Stored items from a collection:
--

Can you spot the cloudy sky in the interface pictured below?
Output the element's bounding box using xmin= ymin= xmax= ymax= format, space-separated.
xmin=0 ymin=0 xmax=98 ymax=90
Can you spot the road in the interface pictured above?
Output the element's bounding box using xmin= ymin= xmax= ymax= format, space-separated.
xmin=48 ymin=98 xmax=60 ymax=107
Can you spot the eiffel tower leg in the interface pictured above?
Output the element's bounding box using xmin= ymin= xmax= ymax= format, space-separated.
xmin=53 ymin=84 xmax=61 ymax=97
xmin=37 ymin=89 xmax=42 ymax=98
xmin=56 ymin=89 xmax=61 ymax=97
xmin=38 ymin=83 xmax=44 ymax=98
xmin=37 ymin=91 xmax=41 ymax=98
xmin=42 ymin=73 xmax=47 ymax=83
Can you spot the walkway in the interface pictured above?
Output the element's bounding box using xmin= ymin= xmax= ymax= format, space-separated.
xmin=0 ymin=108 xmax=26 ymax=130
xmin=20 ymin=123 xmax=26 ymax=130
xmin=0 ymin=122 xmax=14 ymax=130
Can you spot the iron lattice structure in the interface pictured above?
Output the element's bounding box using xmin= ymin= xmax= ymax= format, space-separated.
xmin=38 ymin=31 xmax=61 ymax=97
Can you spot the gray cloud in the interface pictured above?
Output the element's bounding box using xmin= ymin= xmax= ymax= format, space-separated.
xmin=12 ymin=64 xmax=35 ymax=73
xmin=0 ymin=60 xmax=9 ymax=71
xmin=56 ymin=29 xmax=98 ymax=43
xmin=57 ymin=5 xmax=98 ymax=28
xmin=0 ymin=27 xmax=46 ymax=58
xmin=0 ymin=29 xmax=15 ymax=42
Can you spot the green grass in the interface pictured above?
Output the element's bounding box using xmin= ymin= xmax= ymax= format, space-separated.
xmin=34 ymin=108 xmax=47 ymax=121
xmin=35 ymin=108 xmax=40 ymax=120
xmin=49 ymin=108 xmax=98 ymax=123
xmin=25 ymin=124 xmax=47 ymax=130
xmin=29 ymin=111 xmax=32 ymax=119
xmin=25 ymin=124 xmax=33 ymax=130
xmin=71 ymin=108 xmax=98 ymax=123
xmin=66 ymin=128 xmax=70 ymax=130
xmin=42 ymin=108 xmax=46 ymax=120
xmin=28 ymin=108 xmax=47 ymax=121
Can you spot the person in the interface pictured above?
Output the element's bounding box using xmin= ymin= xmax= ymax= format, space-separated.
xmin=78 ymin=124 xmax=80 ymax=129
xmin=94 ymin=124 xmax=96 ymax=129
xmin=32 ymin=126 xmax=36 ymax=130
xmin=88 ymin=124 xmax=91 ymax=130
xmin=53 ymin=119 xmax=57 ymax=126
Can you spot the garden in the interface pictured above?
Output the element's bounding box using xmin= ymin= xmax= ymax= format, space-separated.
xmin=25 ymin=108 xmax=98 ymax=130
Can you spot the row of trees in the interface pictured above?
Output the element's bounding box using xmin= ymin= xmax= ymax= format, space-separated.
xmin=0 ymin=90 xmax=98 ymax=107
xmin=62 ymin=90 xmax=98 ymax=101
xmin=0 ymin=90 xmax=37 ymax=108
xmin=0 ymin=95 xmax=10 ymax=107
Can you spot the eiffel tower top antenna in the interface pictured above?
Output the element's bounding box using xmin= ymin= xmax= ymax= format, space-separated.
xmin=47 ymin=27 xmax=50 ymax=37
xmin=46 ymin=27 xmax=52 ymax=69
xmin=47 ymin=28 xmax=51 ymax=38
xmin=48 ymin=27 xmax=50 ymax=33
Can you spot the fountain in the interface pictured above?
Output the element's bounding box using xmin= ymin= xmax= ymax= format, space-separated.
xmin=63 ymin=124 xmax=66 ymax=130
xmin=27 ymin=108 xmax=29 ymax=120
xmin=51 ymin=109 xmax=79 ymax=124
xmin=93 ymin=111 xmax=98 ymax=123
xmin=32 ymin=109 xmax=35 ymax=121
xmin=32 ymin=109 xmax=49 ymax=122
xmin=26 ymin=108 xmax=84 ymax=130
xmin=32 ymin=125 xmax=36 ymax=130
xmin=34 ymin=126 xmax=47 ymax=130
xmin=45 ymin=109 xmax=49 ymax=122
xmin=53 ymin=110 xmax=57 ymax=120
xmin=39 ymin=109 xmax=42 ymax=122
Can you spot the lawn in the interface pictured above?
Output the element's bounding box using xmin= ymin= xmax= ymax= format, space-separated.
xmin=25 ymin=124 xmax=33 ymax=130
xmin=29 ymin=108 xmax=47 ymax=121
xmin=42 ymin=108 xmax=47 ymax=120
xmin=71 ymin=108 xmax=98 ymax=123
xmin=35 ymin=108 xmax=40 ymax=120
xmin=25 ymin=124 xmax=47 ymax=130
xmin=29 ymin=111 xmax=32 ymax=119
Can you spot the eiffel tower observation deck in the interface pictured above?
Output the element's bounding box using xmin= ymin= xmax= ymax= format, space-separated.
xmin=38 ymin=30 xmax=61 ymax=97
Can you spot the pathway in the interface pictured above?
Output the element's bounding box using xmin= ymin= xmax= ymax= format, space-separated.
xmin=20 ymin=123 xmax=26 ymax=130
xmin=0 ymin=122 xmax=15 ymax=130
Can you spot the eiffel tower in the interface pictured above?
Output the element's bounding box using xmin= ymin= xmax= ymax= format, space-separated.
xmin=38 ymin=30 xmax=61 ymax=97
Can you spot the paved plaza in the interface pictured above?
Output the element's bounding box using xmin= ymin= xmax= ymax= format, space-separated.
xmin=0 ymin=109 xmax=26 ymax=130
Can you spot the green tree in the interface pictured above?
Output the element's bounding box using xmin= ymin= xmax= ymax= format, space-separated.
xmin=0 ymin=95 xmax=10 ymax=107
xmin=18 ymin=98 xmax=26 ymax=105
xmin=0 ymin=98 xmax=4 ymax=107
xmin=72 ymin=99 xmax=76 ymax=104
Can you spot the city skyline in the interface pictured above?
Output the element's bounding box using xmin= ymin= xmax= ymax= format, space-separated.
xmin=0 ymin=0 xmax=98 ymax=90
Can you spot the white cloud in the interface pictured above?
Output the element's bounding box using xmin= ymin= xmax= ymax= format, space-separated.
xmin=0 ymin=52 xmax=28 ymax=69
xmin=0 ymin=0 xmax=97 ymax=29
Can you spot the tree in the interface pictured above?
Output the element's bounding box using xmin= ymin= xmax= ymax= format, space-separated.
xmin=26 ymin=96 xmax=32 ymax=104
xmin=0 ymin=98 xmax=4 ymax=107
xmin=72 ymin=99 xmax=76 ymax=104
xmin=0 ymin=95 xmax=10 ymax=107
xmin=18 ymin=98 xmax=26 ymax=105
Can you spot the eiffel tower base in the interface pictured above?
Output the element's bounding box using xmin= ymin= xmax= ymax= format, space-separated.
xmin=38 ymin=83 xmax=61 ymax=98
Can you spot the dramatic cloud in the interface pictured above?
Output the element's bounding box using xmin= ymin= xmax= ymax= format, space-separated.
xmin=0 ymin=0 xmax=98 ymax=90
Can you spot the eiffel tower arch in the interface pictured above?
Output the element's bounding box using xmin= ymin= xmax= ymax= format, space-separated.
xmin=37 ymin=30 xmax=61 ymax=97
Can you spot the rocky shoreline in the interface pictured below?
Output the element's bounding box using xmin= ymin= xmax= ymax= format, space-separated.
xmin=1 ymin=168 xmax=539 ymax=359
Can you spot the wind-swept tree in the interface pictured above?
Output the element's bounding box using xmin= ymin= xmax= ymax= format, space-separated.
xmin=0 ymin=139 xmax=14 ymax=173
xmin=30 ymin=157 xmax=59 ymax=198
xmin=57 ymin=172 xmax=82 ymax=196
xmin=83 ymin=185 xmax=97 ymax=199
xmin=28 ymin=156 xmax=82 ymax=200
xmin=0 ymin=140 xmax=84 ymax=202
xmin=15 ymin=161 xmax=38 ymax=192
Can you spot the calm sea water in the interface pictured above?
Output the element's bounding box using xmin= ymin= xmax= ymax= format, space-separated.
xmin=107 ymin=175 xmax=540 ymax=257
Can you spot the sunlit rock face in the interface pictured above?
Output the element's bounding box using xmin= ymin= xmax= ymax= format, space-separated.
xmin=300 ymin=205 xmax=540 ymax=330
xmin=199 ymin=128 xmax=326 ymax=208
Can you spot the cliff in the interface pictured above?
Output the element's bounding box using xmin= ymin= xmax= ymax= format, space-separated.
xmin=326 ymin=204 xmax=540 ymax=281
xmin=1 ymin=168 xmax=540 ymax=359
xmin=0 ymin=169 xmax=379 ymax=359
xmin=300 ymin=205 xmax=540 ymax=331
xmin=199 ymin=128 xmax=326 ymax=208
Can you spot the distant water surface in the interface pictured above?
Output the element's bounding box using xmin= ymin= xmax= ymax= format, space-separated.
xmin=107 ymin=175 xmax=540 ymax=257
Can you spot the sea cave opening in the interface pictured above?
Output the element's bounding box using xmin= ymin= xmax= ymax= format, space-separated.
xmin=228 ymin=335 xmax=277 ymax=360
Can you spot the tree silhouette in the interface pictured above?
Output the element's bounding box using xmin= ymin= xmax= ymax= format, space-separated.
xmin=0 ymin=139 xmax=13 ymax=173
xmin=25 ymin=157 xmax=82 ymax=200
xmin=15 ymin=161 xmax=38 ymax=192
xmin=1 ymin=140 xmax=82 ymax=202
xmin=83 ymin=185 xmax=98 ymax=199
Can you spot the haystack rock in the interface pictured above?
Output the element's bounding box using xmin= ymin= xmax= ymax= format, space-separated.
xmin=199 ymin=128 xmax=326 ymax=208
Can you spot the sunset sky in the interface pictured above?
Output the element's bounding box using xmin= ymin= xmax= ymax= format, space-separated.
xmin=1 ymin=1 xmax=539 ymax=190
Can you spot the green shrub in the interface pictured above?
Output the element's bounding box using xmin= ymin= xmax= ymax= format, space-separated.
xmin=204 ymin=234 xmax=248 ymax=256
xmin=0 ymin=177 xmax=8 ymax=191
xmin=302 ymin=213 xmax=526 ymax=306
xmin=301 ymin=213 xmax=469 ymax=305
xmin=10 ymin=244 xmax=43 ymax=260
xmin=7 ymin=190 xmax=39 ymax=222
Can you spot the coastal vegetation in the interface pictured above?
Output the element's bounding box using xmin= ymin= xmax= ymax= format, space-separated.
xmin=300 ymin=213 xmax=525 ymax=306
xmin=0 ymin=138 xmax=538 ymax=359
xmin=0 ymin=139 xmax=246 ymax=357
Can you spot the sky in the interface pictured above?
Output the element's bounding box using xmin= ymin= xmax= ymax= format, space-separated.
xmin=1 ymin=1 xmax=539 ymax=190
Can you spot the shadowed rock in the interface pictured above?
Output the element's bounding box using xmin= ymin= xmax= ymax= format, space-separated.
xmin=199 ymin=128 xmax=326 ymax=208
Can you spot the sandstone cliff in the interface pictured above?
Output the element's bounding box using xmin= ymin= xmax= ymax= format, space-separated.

--

- Work required -
All lines in the data above from the one with "Can you spot the eiffel tower top" through the one with "Can you spot the pathway" must be repeated exactly, and no others.

- Exercise result -
Can you spot the eiffel tower top antenna in the interface pictured above?
Output the element's bounding box using xmin= ymin= xmax= ymax= format, space-separated.
xmin=47 ymin=27 xmax=50 ymax=37
xmin=46 ymin=27 xmax=52 ymax=69
xmin=47 ymin=28 xmax=51 ymax=38
xmin=48 ymin=27 xmax=50 ymax=33
Can you spot the fountain in the interface pictured above?
Output the element's bounding box using xmin= ymin= xmax= ymax= format, space-separated.
xmin=63 ymin=124 xmax=66 ymax=130
xmin=27 ymin=108 xmax=29 ymax=120
xmin=51 ymin=109 xmax=79 ymax=124
xmin=93 ymin=111 xmax=98 ymax=123
xmin=32 ymin=109 xmax=35 ymax=121
xmin=32 ymin=109 xmax=49 ymax=122
xmin=26 ymin=108 xmax=84 ymax=130
xmin=32 ymin=125 xmax=36 ymax=130
xmin=34 ymin=126 xmax=47 ymax=130
xmin=45 ymin=109 xmax=49 ymax=122
xmin=53 ymin=110 xmax=57 ymax=120
xmin=39 ymin=109 xmax=42 ymax=122
Can you spot the lawn in the interface pictured above?
Output the element's bounding box using xmin= ymin= xmax= ymax= format, space-separated.
xmin=25 ymin=124 xmax=33 ymax=130
xmin=29 ymin=108 xmax=47 ymax=121
xmin=42 ymin=108 xmax=47 ymax=120
xmin=71 ymin=108 xmax=98 ymax=123
xmin=35 ymin=108 xmax=40 ymax=120
xmin=25 ymin=124 xmax=47 ymax=130
xmin=29 ymin=111 xmax=32 ymax=119
Can you spot the eiffel tower observation deck in the interface pictured above?
Output the element's bounding box using xmin= ymin= xmax= ymax= format, space-separated.
xmin=38 ymin=30 xmax=61 ymax=97
Can you spot the pathway in the interface pictured above?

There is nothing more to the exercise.